__Saved data entries__:
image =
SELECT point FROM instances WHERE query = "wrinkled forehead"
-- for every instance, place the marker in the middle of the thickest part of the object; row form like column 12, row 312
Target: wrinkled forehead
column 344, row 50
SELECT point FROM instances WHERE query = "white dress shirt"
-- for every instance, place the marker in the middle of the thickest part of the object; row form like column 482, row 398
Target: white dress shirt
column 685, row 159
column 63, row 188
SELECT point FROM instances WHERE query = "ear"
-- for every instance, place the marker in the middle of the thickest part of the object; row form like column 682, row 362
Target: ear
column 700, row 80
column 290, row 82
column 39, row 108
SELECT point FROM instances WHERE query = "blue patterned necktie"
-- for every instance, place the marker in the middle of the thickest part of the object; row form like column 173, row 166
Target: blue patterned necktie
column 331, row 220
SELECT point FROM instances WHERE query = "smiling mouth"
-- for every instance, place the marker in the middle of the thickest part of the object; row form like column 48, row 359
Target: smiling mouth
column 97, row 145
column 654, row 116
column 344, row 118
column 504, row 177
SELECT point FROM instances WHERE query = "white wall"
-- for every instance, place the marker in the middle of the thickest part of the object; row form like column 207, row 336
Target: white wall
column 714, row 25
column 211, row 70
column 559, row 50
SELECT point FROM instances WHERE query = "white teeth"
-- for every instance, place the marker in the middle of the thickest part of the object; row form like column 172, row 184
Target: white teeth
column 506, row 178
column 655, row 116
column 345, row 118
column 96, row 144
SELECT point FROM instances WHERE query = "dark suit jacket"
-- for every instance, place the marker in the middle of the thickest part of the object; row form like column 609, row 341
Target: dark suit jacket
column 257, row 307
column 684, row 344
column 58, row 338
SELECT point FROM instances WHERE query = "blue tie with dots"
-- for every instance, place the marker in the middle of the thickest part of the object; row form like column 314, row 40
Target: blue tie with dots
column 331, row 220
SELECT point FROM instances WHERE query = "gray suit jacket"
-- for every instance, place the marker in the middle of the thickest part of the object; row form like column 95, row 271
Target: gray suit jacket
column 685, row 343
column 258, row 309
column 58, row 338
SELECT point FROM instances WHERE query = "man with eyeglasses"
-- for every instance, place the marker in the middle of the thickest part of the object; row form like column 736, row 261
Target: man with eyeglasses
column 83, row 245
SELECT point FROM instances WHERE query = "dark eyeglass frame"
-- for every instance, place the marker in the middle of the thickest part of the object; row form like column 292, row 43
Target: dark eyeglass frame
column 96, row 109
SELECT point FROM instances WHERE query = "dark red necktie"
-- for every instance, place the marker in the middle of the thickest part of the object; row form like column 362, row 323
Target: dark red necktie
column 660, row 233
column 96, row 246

---

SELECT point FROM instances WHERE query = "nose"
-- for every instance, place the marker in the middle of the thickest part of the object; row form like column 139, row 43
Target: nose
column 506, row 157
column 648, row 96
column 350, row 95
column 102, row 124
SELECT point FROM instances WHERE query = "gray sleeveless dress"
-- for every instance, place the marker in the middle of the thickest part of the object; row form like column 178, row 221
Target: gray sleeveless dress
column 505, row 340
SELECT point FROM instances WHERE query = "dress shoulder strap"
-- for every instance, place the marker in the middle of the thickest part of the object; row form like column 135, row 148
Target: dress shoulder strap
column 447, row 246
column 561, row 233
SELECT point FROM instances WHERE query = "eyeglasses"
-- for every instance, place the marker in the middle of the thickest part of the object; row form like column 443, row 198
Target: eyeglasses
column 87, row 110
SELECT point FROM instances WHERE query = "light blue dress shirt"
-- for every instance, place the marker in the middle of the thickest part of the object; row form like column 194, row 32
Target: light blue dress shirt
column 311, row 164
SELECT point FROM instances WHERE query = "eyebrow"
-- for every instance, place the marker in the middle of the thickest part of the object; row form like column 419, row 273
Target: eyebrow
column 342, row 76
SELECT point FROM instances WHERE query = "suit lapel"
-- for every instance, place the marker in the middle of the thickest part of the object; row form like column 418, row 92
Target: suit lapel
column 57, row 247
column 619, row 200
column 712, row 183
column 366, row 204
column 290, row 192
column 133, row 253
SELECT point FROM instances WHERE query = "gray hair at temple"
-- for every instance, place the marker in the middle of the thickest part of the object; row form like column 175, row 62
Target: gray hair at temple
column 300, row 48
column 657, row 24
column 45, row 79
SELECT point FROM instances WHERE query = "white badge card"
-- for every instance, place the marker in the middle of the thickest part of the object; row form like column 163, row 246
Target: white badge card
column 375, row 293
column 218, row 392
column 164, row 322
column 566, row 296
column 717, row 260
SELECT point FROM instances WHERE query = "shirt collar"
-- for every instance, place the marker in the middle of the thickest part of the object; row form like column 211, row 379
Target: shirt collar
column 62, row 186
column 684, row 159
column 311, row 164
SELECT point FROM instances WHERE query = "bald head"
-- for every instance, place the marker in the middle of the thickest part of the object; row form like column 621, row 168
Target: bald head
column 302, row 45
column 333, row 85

__Your instructions__:
Look back at the entries above and repeat, unchanged, every line from the line holding "418, row 92" through the line holding "163, row 246".

__Final answer__:
-- for every instance, place the marker in the middle of the thickest part of the object; row form like column 418, row 92
Target: suit lapel
column 57, row 247
column 619, row 200
column 712, row 183
column 366, row 204
column 290, row 192
column 133, row 253
SELECT point FROM instances WHERE query = "gray hair at temple"
-- for every instance, place the marker in the middle of the thickest part of the object; row form like column 175, row 62
Target: gray hair at temple
column 300, row 48
column 657, row 24
column 45, row 79
SELECT point FROM instances WHERE query = "white badge card"
-- for every instance, place the marker in the middle of the thickest part of the object; row form like column 163, row 246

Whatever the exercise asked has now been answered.